• _Work to be completed_: Starting at the beginning of the lines and ending at the line containing "<point>61,36</point>", swap "tiled roof" for "slate roof" and write out those lines with nothing else altered. Leave out the picture.

• _Records for this task_:
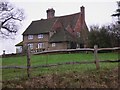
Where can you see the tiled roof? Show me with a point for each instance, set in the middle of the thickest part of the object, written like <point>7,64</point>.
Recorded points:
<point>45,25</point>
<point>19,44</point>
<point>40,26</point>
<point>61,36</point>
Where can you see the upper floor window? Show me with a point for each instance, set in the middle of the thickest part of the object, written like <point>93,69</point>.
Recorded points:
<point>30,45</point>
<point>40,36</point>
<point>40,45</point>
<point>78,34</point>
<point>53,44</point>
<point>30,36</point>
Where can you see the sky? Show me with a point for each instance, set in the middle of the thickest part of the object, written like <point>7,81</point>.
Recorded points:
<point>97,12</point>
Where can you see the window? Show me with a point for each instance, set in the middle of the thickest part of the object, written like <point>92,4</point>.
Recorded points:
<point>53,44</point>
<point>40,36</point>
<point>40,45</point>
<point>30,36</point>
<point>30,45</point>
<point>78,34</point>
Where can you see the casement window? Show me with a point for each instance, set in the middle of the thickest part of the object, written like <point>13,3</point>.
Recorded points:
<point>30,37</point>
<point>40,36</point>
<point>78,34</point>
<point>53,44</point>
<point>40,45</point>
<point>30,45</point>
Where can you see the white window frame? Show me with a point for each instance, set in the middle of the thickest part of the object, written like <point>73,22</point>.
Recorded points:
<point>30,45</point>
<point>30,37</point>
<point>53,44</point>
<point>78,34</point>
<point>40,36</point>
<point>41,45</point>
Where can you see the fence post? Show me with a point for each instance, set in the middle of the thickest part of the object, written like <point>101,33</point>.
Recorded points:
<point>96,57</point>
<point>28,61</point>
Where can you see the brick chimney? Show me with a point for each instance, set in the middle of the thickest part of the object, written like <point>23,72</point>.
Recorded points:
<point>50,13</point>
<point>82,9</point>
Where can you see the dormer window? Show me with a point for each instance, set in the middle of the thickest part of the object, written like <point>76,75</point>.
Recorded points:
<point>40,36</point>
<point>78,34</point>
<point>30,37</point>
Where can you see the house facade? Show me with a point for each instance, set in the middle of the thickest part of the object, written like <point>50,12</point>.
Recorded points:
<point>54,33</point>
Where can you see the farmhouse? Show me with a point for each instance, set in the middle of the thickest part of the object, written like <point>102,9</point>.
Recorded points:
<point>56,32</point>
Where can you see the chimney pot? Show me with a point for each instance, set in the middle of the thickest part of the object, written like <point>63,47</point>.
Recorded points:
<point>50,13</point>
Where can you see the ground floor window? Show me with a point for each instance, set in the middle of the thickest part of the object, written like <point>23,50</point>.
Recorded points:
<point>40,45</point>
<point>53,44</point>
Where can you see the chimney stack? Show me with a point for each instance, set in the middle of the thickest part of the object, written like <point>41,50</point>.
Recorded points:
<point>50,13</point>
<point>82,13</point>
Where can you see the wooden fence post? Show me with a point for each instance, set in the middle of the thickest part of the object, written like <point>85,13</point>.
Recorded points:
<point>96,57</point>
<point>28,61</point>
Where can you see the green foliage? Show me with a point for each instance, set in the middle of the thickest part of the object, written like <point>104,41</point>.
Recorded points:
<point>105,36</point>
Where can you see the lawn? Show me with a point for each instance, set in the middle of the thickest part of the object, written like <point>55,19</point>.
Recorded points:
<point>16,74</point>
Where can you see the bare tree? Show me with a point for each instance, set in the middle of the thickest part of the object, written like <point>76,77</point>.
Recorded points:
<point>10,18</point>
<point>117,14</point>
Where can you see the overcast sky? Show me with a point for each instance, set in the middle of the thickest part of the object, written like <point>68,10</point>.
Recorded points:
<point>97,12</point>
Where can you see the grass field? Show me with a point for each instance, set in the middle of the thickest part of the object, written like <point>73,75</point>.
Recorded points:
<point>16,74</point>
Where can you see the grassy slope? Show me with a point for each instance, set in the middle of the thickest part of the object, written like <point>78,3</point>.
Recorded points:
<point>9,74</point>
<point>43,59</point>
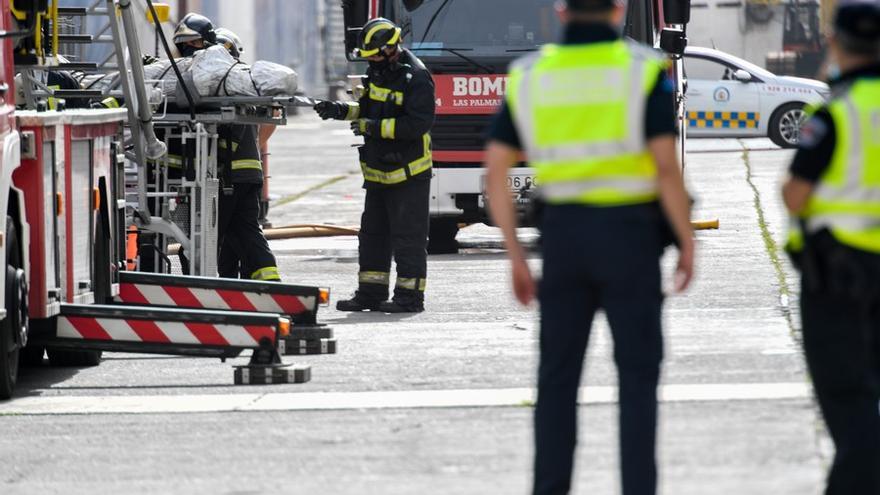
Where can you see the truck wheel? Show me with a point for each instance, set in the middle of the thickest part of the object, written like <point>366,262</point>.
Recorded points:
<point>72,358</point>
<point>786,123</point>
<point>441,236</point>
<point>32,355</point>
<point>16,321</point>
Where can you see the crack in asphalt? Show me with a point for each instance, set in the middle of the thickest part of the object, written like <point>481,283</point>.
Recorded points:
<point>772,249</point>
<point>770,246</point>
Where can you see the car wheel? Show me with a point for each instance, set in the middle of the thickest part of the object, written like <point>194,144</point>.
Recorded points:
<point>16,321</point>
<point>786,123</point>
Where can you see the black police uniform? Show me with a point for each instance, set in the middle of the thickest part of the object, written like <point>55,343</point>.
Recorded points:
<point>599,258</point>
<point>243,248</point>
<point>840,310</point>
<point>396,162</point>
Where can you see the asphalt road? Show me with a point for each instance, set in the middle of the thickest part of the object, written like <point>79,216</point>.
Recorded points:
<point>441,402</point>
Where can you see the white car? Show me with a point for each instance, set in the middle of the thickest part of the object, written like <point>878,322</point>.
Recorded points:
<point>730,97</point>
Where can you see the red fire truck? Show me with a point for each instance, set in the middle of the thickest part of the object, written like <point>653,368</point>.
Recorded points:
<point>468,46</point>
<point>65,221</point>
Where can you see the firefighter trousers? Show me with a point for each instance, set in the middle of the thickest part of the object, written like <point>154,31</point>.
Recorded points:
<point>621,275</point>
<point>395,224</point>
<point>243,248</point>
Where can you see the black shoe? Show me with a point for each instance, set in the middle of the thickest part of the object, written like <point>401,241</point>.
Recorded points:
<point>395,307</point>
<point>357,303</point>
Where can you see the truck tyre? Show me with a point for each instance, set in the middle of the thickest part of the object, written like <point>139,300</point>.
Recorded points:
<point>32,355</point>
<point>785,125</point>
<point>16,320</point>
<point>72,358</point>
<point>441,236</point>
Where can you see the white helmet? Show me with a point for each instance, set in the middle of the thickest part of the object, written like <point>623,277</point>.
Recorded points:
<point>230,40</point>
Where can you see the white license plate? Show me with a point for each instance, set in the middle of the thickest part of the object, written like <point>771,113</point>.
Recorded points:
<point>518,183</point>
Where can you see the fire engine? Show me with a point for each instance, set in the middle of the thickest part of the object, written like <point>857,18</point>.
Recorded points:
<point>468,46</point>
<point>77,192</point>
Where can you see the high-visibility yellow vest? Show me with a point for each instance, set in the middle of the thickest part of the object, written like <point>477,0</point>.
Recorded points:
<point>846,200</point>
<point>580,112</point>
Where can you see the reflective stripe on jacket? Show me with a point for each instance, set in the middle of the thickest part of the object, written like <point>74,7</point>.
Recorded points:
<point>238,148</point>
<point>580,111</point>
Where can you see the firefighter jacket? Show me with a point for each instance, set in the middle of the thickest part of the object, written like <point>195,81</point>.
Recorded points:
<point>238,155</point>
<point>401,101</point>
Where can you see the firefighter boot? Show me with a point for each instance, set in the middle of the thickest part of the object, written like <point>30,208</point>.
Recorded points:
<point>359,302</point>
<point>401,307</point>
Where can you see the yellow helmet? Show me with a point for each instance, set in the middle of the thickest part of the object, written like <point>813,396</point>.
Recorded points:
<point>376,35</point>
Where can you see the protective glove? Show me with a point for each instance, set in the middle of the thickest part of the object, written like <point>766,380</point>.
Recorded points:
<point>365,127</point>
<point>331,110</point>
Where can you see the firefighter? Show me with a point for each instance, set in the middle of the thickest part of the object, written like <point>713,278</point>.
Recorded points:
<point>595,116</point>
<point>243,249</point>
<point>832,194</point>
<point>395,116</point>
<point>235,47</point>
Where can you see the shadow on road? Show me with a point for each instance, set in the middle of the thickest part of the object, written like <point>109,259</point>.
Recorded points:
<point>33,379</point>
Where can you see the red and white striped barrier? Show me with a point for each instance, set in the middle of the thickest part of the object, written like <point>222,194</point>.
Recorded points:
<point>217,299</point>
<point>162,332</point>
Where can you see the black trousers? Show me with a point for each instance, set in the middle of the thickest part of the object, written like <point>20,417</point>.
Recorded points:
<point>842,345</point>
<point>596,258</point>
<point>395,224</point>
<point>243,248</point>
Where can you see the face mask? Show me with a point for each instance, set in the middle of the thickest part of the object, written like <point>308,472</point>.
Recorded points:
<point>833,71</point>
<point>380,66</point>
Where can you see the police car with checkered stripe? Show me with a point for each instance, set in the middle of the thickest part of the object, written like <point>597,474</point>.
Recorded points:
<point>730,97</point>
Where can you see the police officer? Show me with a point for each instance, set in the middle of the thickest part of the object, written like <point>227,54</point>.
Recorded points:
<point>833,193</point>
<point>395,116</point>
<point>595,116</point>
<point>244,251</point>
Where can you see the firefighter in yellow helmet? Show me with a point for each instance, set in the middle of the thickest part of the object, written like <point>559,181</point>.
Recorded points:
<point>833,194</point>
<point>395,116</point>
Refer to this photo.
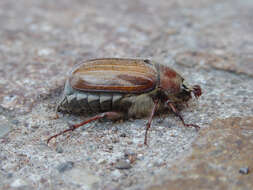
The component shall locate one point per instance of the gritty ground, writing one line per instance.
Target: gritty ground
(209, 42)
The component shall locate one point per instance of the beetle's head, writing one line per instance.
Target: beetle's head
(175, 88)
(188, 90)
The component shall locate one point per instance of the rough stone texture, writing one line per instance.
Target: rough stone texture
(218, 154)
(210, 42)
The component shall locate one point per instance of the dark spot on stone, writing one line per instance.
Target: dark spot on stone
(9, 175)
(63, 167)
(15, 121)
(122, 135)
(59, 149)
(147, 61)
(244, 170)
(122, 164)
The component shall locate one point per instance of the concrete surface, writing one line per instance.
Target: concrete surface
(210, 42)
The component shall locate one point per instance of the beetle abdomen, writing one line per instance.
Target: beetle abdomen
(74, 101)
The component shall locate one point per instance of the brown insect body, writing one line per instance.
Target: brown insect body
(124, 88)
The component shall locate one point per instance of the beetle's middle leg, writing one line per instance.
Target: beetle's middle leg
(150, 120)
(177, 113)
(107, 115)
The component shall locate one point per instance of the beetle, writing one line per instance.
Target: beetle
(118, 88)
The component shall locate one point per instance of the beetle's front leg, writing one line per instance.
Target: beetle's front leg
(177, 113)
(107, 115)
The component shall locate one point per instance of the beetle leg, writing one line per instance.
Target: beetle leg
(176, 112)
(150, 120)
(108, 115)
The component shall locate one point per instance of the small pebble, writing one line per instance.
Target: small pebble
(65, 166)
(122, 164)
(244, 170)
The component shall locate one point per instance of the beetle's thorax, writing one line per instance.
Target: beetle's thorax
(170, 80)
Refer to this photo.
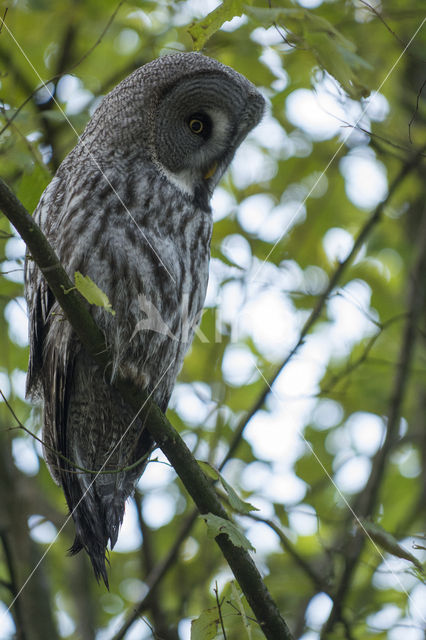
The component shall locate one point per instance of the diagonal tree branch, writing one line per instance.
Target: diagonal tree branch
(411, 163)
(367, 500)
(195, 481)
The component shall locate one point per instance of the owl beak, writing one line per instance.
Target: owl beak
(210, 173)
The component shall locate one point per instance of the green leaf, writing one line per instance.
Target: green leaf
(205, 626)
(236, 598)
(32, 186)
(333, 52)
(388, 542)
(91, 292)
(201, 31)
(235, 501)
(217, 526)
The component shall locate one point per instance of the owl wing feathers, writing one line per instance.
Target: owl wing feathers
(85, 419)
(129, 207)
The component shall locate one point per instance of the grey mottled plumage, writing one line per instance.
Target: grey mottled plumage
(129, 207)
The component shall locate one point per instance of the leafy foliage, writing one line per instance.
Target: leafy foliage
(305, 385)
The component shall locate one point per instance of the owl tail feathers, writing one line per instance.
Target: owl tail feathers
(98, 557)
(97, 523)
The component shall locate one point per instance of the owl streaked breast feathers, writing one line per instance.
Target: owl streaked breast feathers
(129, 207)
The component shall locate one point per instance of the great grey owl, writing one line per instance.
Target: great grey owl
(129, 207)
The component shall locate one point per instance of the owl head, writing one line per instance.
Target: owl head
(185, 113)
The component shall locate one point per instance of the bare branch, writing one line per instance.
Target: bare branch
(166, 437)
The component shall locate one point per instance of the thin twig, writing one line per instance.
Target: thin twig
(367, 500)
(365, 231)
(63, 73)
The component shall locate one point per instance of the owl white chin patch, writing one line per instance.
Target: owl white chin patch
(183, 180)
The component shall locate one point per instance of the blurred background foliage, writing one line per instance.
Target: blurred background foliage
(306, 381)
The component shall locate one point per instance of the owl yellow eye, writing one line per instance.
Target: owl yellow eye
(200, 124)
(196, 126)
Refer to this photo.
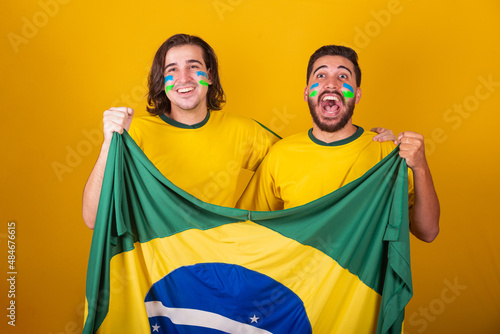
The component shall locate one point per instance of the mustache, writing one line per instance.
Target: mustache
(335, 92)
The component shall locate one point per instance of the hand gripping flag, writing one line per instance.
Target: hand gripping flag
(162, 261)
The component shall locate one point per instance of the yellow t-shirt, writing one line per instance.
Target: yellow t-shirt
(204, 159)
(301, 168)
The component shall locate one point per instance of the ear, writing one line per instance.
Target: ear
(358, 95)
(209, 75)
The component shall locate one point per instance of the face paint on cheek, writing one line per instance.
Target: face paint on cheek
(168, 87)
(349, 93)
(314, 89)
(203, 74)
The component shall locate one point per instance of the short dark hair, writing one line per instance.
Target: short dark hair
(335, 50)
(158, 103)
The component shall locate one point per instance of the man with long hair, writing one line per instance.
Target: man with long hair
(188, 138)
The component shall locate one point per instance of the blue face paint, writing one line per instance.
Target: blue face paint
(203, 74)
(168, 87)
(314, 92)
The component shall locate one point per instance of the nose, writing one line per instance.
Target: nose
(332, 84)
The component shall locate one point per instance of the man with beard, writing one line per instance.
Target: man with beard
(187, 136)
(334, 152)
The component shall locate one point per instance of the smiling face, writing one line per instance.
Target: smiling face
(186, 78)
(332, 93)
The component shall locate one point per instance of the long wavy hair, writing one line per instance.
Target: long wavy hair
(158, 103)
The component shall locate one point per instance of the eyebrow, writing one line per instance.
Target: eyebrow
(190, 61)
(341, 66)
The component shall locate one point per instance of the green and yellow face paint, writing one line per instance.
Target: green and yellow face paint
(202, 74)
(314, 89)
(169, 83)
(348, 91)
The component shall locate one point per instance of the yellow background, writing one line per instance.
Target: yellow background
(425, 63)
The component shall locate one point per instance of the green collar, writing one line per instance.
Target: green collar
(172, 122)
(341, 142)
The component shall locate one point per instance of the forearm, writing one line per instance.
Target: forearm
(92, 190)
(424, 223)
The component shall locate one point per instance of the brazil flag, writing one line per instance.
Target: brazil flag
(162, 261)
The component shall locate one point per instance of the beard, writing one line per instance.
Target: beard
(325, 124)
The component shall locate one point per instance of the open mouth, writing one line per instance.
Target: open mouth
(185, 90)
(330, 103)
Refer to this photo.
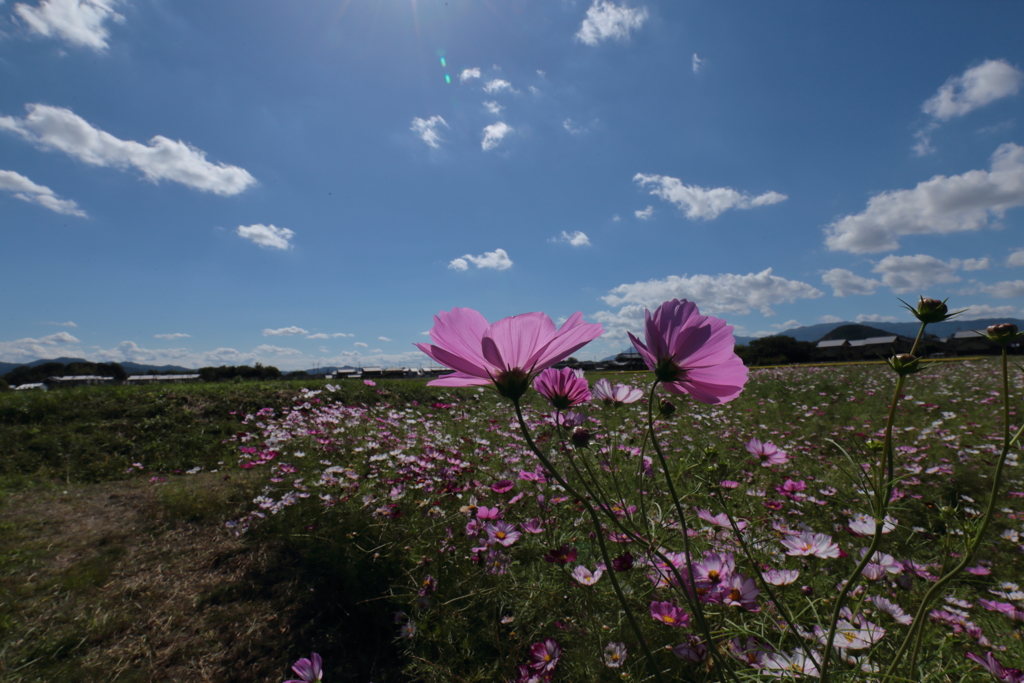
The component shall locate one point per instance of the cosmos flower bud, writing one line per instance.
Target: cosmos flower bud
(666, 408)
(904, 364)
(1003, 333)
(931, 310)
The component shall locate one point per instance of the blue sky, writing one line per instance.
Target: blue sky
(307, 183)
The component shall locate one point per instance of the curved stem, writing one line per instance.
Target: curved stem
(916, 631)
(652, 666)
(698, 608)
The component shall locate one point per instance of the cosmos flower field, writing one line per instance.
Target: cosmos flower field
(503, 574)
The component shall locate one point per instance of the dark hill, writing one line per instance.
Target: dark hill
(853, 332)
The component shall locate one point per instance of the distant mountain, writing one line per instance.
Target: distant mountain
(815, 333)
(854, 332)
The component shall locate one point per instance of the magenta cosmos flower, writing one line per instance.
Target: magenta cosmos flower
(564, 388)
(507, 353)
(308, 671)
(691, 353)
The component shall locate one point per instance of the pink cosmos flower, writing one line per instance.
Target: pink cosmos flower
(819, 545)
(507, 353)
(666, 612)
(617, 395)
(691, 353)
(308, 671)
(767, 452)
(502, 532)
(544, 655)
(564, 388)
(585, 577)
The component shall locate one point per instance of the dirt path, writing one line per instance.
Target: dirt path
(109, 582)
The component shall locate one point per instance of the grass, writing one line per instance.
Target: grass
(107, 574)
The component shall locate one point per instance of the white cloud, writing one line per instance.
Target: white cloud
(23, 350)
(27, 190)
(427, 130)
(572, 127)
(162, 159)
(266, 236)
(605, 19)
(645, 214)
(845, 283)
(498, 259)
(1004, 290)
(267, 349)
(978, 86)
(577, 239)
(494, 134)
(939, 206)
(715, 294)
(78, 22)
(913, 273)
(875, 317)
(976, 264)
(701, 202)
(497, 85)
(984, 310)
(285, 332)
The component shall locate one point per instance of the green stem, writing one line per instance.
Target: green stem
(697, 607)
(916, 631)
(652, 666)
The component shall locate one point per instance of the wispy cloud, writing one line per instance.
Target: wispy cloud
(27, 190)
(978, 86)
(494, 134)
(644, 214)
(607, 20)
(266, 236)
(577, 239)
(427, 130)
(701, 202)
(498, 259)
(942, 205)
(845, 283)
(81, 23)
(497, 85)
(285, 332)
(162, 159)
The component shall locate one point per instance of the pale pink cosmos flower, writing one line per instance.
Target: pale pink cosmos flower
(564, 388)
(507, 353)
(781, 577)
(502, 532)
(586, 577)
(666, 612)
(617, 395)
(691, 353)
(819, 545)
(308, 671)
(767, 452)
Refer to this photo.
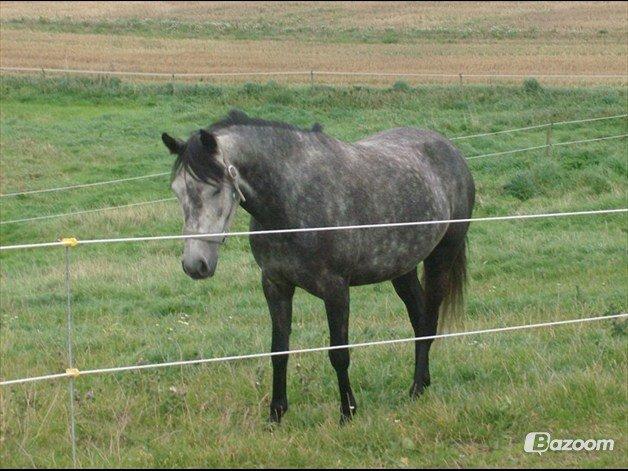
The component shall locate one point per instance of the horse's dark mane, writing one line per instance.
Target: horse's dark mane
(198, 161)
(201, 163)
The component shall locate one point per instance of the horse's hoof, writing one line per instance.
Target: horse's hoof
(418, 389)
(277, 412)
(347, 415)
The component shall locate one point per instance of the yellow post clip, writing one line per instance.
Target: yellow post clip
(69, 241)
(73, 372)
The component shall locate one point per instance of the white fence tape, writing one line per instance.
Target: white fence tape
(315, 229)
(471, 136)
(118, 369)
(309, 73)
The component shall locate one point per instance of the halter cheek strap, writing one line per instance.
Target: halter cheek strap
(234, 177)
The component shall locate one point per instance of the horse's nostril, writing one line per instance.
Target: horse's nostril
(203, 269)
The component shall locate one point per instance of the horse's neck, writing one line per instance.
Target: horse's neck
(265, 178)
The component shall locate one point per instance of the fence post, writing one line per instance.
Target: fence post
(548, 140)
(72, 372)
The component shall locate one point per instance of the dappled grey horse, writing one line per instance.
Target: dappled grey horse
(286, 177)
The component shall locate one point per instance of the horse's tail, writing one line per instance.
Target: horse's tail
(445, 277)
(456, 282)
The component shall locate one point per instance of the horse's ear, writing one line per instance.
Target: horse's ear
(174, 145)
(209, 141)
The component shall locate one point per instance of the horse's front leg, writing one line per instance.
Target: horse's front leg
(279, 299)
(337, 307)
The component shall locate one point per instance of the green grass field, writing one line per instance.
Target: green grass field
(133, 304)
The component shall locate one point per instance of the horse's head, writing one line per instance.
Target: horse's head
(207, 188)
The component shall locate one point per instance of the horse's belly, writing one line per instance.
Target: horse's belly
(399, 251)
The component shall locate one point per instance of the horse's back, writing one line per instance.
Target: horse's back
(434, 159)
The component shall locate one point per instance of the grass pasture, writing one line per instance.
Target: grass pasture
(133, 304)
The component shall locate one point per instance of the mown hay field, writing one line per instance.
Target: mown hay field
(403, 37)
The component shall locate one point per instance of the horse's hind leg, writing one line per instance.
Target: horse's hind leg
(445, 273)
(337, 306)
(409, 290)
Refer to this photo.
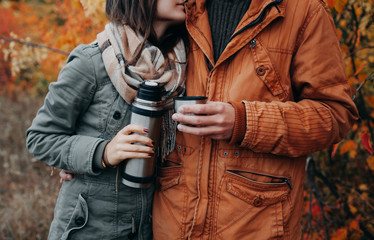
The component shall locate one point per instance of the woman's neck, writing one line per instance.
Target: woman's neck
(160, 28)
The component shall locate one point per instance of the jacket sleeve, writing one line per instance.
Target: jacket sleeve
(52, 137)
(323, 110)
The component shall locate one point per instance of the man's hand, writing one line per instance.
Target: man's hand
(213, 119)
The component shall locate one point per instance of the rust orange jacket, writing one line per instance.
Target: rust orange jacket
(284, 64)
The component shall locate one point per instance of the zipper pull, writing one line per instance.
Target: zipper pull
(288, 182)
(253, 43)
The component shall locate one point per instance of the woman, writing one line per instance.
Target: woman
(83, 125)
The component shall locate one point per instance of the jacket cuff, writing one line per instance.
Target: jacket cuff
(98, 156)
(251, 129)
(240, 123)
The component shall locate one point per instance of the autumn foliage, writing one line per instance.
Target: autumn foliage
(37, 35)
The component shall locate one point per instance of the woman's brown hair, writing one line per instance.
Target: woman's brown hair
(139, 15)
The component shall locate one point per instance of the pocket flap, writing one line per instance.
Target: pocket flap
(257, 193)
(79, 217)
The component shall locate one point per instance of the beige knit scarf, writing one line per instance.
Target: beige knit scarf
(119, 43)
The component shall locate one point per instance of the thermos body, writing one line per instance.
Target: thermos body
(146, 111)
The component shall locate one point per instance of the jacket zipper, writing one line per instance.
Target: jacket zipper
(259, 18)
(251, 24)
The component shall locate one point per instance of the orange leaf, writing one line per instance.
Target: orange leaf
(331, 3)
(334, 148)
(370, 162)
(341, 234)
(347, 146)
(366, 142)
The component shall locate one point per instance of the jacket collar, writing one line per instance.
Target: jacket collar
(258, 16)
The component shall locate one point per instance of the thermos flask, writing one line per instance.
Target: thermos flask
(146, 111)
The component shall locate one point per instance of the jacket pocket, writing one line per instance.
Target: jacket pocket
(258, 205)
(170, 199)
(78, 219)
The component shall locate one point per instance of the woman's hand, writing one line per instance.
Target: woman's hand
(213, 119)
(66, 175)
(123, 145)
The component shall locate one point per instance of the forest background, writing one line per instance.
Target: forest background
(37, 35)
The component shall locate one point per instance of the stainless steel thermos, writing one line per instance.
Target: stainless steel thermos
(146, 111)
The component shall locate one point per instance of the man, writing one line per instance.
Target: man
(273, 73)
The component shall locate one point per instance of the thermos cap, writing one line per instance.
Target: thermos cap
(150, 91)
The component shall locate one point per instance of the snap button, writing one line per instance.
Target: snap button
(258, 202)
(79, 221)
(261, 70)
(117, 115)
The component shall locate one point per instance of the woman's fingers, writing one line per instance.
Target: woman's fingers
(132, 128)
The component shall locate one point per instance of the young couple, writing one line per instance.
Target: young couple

• _The answer_:
Where can you see the slate roof? Show me with a point for each instance, set in the middle of the thickest part of the object, written like <point>7,64</point>.
Recorded points:
<point>45,25</point>
<point>19,44</point>
<point>40,26</point>
<point>61,36</point>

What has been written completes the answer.